▸ Tasks to complete:
1. Do these statements agree with the press release on the net neutrality resolution? For each, answer yes or no and quote the words of the release that decide it.
(a) The Senate resolution has 150 supporters.
(b) The Open Internet Order barred internet service providers from slowing down online content.
(c) Senator Susan Collins is among the supporters of the Senate resolution.
2. In the press release on the net neutrality resolution, what share of Americans disapprove of the FCC's repeal of net neutrality rules, according to the poll it cites?
3. Write a continuation of the press release on the net neutrality resolution, starting after its final sentence.

Washington, D.C. – On the Net Neutrality National Day of Action, U.S. Senator Catherine Cortez Masto (D-Nev.) and colleagues from both the Senate and House introduced a Congressional Review Act (CRA) resolution to overturn the Federal Communications Commission’s (FCC) partisan decision on net neutrality. At a press conference today, Cortez Masto joined in announcing the introduction of House and Senate resolutions to fully restore the 2015 Open Internet Order. The Senate CRA resolution of disapproval stands at 50 supporters, including Republican Senator Susan Collins (R-Maine.). Rep. Mike Doyle’s (PA-14) resolution in the House of Representatives currently has 150 co-sponsors.
The FCC’s Open Internet Order prohibited internet service providers from blocking, slowing down, or discriminating against content online. Repealing these net neutrality rules could lead to higher prices for consumers, slower internet traffic, and even blocked websites. A recent poll showed that 83 percent of Americans do not approve of the FCC’s action to repeal net neutrality rules.

▸ Recorded data:
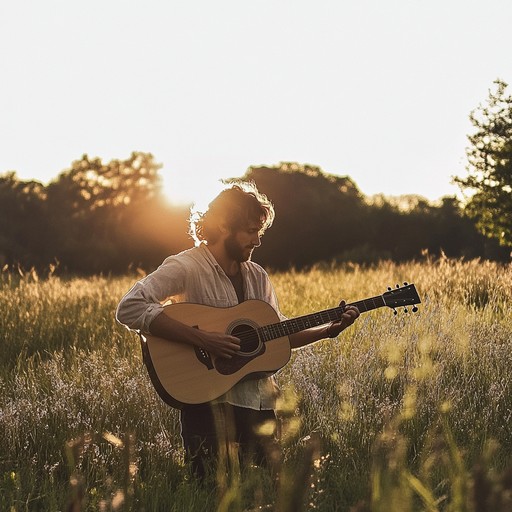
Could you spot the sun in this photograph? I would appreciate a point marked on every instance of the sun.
(191, 189)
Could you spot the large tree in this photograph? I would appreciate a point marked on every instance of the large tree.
(488, 185)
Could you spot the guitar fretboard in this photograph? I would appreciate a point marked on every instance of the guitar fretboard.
(301, 323)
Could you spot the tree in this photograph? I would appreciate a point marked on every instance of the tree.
(489, 155)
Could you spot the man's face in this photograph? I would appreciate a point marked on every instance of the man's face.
(240, 244)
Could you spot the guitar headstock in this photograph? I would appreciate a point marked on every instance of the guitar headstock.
(402, 296)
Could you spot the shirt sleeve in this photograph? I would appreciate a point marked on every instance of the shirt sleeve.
(145, 300)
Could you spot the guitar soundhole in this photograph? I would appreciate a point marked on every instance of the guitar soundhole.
(249, 341)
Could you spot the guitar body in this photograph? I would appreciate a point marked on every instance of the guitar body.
(183, 374)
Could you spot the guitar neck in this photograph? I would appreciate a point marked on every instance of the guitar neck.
(301, 323)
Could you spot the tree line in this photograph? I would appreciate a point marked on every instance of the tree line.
(98, 217)
(109, 217)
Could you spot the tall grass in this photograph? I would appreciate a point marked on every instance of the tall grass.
(405, 412)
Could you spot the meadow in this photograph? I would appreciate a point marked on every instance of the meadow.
(406, 412)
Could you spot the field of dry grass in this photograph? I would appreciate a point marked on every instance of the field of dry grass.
(401, 412)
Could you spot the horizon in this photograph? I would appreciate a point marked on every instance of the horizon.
(379, 93)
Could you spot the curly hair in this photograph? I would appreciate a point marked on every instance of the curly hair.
(236, 206)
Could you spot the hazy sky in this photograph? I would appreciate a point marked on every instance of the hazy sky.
(380, 90)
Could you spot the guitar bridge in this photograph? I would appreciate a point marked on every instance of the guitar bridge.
(204, 357)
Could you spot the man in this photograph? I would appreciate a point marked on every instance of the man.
(219, 272)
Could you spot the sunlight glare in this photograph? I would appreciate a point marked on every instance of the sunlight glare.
(187, 189)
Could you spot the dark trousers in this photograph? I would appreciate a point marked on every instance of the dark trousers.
(224, 433)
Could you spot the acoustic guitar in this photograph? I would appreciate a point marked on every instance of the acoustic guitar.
(185, 374)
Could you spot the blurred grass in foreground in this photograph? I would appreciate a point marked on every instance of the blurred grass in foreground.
(406, 412)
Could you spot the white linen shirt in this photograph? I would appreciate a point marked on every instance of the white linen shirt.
(195, 276)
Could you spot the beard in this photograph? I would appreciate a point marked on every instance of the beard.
(235, 251)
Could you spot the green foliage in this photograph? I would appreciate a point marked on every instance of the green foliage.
(101, 217)
(490, 166)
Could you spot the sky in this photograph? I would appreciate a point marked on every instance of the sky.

▸ Results of the tasks:
1.
(a) No: "The Senate CRA resolution of disapproval stands at 50 supporters"
(b) Yes: "prohibited internet service providers from blocking, slowing down, or discriminating against content online"
(c) Yes: "including Republican Senator Susan Collins (R-Maine.)"

2. 83 percent.

3.
“Since the Internet’s inception, Americans have enjoyed access to a fair and open Internet,” said Cortez Masto. “The 2015 introduction of net neutrality rules guaranteed equal access for future generations to come. Net neutrality ensured working Americans, community libraries and small businesses received equal access to the same quality internet as wealthy Americans and big corporations. This has fostered economic growth, innovation and entrepreneurship all across the nation. President Trump’s FCC Chairman Pai has repealed these rules, placing an unfair burden on consumers and forcing rural hospitals, public libraries, small business and small tech startups to pay more for quality, reliable internet service. I urge my colleagues to support this CRA that protects an open internet, ensures competition and keeps providers from charging more money for the same services they already provide.”
A copy of the CRA resolution can be found HERE.
Last week, the FCC’s rule repealing net neutrality was published in the Federal Register, leaving 60 legislative days to seek a vote on the Senate floor on the CRA resolutions. In order to force a vote on the Senate resolution, Senator Markey will submit a discharge petition, which requires a minimum of 30 Senators’ signature. Once the discharge petition is filed, Senator Markey and Senate Democrats will demand a vote on the resolution.